■ DATA ENTRIES
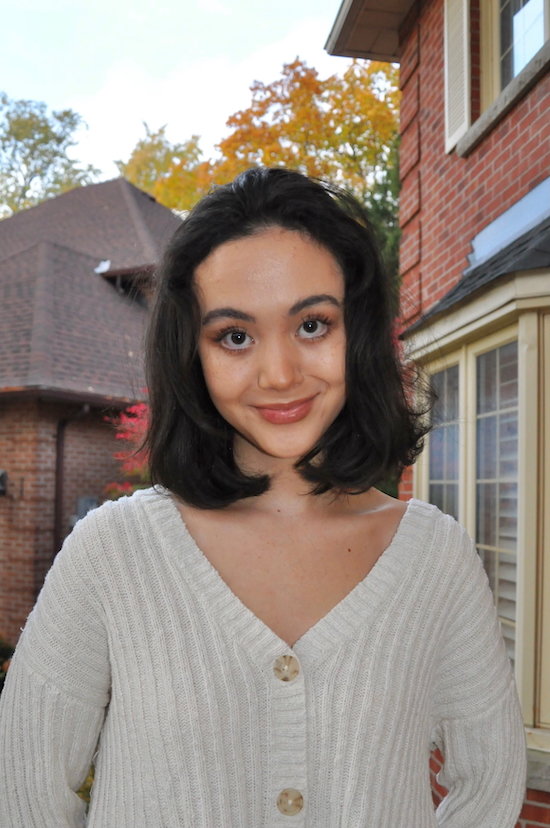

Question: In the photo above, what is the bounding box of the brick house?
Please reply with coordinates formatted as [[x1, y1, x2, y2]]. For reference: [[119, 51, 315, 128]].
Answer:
[[326, 0, 550, 826], [0, 178, 179, 644]]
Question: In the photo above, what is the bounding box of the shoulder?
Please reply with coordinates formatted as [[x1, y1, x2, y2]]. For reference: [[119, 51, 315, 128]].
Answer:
[[50, 488, 173, 583], [406, 498, 485, 579]]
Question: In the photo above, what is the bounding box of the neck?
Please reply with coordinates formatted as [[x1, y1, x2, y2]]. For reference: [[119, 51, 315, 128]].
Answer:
[[235, 438, 342, 516]]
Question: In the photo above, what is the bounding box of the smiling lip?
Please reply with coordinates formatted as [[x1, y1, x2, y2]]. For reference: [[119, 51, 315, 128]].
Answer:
[[254, 395, 317, 425]]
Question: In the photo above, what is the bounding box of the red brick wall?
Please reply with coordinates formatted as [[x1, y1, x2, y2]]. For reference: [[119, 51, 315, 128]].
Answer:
[[400, 0, 550, 323], [0, 401, 126, 643], [399, 0, 550, 816], [0, 403, 41, 643], [63, 412, 123, 535]]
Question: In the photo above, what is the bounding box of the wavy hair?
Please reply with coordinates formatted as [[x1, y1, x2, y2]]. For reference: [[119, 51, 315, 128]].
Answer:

■ SET PROBLEM
Could you give the listing again with "bounding box" swapped for "enclosing rectangle" everywhere, keeping everything else unchanged and omitting the pictures?

■ WRITTEN SOLUTION
Question: In the photo above, what is the enclosing rectangle of the brick house?
Please reply with coordinates formatted as [[x1, y1, x2, y2]]. For reference: [[119, 51, 315, 128]].
Answer:
[[326, 0, 550, 826], [0, 178, 179, 644]]
Question: In the photo above, what is the enclosing rectangle of the shoulder?
Please reply with coordinates formatted as [[x1, y1, x2, y2]]. For reference: [[119, 51, 315, 128]].
Answer:
[[50, 488, 173, 583], [406, 498, 485, 579]]
Question: In the photo above, what is the enclosing rectangle of the neck?
Please reply with coordinates formatted as [[x1, y1, x2, y2]]. For reference: [[119, 51, 315, 128]].
Answer:
[[235, 438, 342, 516]]
Question: In the photo above, what is the enclosing rectangle of the smiling lip?
Please reply with coordinates formatted as [[x1, y1, x2, y2]]. For reference: [[119, 51, 315, 128]].
Answer:
[[254, 395, 317, 425]]
Question: In the photo above, what is the enclosing rectangle of the red brick wall?
Please reply with coordinates formatted as [[x1, y1, x2, y2]]. For reference: [[119, 51, 315, 128]].
Answer:
[[400, 0, 550, 323], [0, 401, 126, 643], [399, 0, 550, 816], [0, 403, 41, 643], [63, 412, 123, 535]]
Question: In the photo above, what is the enclosing rectangle of the wavy hair?
Please reply with coordinates formatted as [[x1, y1, x2, y2]]. For reference: [[119, 51, 315, 128]].
Answer:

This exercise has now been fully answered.